**Work instructions**
Repeat nothing but the lines below running from the one containing "Target: city street" to the one containing "Reviewer note. Check that each instance of the gold chain". Keep both end lines.

------------------------------------------------------------

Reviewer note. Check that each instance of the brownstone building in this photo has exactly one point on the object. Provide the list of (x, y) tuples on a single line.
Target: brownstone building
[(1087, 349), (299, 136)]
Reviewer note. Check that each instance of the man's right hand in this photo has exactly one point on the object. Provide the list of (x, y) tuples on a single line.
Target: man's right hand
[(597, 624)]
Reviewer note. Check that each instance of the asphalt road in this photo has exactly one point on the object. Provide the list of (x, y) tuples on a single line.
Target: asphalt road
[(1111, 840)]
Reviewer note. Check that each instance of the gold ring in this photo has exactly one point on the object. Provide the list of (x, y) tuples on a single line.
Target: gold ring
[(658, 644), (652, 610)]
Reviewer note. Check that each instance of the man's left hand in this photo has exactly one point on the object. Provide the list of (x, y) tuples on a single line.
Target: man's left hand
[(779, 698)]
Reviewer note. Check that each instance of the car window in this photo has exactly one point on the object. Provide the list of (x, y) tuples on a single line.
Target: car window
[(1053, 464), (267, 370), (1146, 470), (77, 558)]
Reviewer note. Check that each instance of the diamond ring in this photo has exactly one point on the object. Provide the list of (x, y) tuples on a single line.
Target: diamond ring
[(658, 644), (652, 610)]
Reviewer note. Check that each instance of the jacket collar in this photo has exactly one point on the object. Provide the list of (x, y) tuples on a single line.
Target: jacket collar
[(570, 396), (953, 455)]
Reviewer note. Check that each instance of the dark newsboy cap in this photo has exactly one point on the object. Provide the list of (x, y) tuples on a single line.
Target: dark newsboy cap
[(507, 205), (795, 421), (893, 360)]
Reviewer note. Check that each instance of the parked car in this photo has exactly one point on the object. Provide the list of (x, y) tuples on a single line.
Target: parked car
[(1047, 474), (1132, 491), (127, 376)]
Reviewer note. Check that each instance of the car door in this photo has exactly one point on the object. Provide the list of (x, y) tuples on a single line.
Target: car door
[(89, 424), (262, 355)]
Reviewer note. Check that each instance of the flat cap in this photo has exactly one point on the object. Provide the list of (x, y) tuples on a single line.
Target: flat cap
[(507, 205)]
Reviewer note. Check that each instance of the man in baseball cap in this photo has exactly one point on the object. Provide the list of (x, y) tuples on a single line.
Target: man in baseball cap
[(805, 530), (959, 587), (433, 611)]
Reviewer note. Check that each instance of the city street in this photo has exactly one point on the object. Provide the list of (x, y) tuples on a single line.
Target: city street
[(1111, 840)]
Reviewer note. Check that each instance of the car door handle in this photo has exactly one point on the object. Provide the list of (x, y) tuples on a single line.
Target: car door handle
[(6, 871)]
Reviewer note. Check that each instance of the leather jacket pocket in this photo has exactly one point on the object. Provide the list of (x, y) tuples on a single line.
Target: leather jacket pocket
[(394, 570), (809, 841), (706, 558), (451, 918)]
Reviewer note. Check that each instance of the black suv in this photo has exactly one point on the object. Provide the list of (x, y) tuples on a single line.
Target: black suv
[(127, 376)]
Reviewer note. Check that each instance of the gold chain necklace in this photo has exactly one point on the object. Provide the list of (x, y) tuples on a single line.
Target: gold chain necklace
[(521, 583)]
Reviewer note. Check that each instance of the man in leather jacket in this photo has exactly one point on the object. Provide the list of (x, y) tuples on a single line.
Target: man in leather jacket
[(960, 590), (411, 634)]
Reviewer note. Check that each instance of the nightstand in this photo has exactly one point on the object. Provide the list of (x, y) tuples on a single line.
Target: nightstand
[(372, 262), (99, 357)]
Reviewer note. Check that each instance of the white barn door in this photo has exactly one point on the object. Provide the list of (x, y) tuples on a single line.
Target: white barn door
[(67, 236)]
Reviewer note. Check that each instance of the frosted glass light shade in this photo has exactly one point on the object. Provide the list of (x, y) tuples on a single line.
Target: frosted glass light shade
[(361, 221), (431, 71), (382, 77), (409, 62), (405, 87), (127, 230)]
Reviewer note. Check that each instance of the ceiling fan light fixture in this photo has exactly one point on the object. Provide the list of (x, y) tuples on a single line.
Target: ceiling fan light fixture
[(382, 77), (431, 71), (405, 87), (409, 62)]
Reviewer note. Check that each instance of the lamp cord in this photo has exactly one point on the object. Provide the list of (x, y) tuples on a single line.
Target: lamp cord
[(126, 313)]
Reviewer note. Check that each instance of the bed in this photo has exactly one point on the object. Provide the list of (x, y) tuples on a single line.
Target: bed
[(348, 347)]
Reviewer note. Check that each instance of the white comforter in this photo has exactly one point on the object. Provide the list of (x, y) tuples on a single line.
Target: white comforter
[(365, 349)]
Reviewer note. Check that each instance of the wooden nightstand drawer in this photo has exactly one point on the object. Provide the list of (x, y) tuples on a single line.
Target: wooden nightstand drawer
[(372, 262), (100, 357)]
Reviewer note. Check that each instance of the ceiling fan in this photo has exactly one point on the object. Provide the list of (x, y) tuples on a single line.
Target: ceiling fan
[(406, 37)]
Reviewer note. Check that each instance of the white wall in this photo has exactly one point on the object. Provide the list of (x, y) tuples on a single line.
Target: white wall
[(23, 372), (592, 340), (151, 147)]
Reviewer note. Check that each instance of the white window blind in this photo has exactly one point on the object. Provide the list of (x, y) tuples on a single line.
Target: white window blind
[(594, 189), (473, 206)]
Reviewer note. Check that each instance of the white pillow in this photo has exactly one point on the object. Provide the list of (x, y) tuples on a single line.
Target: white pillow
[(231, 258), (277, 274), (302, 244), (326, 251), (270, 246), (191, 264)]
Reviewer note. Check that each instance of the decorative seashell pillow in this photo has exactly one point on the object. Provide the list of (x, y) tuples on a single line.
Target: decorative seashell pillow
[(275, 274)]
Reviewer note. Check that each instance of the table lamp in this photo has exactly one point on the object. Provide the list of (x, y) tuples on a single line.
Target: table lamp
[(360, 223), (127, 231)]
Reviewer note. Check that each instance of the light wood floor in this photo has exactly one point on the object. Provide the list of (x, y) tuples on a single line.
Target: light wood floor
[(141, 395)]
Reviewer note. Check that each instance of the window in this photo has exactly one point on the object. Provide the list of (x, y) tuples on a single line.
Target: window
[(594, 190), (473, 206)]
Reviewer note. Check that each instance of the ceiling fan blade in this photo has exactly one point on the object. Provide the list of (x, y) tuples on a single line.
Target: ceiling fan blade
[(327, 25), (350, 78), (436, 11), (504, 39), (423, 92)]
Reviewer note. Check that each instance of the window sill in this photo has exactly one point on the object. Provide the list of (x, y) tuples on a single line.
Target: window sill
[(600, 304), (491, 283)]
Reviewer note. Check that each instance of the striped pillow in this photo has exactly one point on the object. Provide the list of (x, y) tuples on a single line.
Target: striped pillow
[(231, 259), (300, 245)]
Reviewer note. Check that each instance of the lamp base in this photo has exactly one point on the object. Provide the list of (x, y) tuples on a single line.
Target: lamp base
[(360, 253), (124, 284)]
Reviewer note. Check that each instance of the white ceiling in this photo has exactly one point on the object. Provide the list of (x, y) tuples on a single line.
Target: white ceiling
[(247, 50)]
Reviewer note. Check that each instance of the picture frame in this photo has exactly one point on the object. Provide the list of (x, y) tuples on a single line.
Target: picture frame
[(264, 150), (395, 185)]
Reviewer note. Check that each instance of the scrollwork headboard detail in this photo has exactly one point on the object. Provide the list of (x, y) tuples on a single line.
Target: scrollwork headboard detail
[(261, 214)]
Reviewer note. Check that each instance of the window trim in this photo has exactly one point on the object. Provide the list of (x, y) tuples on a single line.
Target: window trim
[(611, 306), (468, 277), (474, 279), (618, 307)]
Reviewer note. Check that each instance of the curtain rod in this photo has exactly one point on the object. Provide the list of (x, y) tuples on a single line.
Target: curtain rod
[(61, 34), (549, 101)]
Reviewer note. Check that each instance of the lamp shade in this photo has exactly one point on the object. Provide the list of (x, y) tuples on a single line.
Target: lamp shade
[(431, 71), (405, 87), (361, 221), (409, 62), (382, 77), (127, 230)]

------------------------------------------------------------

**Response to the task**
Target: city street
[(1111, 840)]
Reviewer note. Check that each instance of the car door handle in this photo has exactly one point on the object. Provide the list of (x, y) tuples on a single line.
Target: car door handle
[(6, 871)]
Reviewer note. Check that each instance of the leather jacket pocket in this photo has exactly one point on the object. Provide the list of (x, y) tuples on a single line.
Target: leather jacket pocket
[(394, 570), (809, 841), (706, 558), (451, 918)]
Reviewer note. Check that each instance of the black suv in this photo has exactly one point on the object. Provide the list of (x, y) tuples on a single line.
Target: black suv
[(127, 376)]
Reviewer note. Check that each instance of the gold chain necklace in this photo has exactly one point on the object. Provide the list of (x, y) tuples on a single line.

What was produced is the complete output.